Collected data:
########################################

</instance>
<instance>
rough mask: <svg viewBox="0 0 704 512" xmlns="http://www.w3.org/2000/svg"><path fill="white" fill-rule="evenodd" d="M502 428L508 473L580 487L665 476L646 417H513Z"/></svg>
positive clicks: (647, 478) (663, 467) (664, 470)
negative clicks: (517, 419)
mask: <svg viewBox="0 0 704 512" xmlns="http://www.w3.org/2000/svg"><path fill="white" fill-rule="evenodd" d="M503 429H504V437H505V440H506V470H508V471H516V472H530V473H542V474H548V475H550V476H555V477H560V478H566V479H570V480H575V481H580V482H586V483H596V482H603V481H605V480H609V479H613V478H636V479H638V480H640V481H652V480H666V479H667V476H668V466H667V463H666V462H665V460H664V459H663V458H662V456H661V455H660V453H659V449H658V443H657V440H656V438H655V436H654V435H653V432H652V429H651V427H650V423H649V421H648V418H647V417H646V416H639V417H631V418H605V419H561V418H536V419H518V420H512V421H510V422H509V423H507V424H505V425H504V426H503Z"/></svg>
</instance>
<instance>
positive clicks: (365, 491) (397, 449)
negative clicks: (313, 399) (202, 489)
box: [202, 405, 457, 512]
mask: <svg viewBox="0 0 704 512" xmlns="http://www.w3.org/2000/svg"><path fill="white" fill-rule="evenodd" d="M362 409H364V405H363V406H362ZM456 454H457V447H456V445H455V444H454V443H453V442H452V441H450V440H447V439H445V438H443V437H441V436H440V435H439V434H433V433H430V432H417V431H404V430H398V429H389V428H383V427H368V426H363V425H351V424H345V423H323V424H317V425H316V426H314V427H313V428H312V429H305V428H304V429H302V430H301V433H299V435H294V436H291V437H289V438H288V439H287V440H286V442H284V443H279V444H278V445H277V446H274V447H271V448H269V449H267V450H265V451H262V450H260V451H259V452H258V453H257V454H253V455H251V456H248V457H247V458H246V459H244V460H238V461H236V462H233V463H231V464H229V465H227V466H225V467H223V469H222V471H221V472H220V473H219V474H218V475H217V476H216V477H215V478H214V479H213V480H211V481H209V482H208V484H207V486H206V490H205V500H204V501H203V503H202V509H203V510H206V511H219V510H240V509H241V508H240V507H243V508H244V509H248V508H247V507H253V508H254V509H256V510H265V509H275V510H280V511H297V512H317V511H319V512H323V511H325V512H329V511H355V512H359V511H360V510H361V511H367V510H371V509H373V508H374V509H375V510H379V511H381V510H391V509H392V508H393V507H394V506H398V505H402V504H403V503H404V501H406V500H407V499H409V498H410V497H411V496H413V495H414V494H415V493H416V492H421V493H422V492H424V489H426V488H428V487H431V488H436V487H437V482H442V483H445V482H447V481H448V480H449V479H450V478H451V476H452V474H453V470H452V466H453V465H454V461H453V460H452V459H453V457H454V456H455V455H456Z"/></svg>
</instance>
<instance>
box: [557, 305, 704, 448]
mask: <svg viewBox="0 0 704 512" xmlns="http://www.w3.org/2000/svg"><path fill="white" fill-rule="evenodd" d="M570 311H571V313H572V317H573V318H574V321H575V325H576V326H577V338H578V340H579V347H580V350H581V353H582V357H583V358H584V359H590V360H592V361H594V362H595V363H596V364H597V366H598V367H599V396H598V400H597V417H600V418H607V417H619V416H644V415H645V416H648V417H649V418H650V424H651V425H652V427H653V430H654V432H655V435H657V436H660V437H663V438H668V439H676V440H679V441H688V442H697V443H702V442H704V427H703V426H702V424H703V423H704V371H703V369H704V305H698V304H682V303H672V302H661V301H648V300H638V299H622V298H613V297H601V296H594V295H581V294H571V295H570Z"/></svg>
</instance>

########################################

Render the lines above as a JSON array of strings, with one string for each line and any blank lines omitted.

Written response:
[
  "</instance>",
  "<instance>",
  "rough mask: <svg viewBox=\"0 0 704 512\" xmlns=\"http://www.w3.org/2000/svg\"><path fill=\"white\" fill-rule=\"evenodd\" d=\"M502 428L508 473L580 487L665 476L646 417H513Z\"/></svg>",
  "positive clicks: (647, 478) (663, 467) (664, 470)",
  "negative clicks: (517, 419)",
  "mask: <svg viewBox=\"0 0 704 512\" xmlns=\"http://www.w3.org/2000/svg\"><path fill=\"white\" fill-rule=\"evenodd\" d=\"M503 429H504V437H505V440H506V470H508V471H516V472H530V473H542V474H548V475H550V476H555V477H560V478H566V479H570V480H575V481H580V482H586V483H596V482H603V481H605V480H609V479H613V478H636V479H638V480H640V481H652V480H666V479H667V476H668V466H667V463H666V462H665V460H664V459H663V458H662V456H661V455H660V453H659V449H658V443H657V440H656V438H655V436H654V435H653V432H652V429H651V427H650V423H649V421H648V418H647V417H646V416H639V417H631V418H605V419H561V418H536V419H518V420H512V421H510V422H509V423H507V424H505V425H504V426H503Z\"/></svg>",
  "</instance>",
  "<instance>",
  "positive clicks: (365, 491) (397, 449)",
  "negative clicks: (313, 399) (202, 489)",
  "box: [202, 405, 457, 512]",
  "mask: <svg viewBox=\"0 0 704 512\" xmlns=\"http://www.w3.org/2000/svg\"><path fill=\"white\" fill-rule=\"evenodd\" d=\"M362 409H364V405H363V406H362ZM456 454H457V447H456V445H455V444H454V443H453V442H452V441H450V440H447V439H445V438H443V437H441V436H440V435H439V434H433V433H430V432H417V431H404V430H398V429H389V428H383V427H368V426H363V425H351V424H345V423H323V424H317V425H316V426H314V427H313V428H312V429H305V428H304V429H302V430H301V433H299V435H294V436H291V437H289V438H288V439H287V440H286V442H284V443H279V444H278V445H277V446H274V447H271V448H269V449H267V450H265V451H262V450H260V451H259V452H258V453H257V454H253V455H251V456H248V457H247V458H246V459H244V460H238V461H236V462H233V463H231V464H229V465H227V466H225V467H223V469H222V471H221V472H220V473H219V474H218V475H217V476H216V477H215V478H214V479H213V480H211V481H209V482H208V484H207V486H206V490H205V500H204V501H203V503H202V509H203V510H206V511H219V510H240V509H241V508H240V507H243V508H244V509H248V508H247V507H253V508H254V509H256V510H265V509H275V510H280V511H297V512H317V511H319V512H323V511H325V512H329V511H355V512H359V511H360V510H361V511H367V510H371V509H373V508H374V509H375V510H379V511H381V510H391V509H392V508H393V507H394V506H398V505H402V504H403V503H404V501H406V500H407V499H409V498H410V497H411V496H413V495H414V494H415V493H416V492H421V493H422V492H424V489H426V488H428V487H431V488H436V487H437V482H442V483H445V482H447V481H448V480H449V479H450V478H451V476H452V474H453V470H452V466H453V465H454V461H453V460H452V459H453V457H454V456H455V455H456Z\"/></svg>",
  "</instance>",
  "<instance>",
  "box: [557, 305, 704, 448]",
  "mask: <svg viewBox=\"0 0 704 512\" xmlns=\"http://www.w3.org/2000/svg\"><path fill=\"white\" fill-rule=\"evenodd\" d=\"M570 311H571V313H572V317H573V318H574V321H575V325H576V326H577V338H578V340H579V347H580V350H581V353H582V357H583V358H584V359H590V360H592V361H594V362H595V363H596V364H597V366H598V367H599V396H598V400H597V417H600V418H607V417H619V416H644V415H645V416H648V417H649V418H650V424H651V425H652V427H653V430H654V432H655V435H657V436H660V437H663V438H668V439H676V440H679V441H688V442H697V443H702V442H704V427H703V426H702V424H703V423H704V371H703V369H704V305H698V304H682V303H672V302H661V301H648V300H638V299H622V298H613V297H601V296H594V295H581V294H571V295H570Z\"/></svg>",
  "</instance>"
]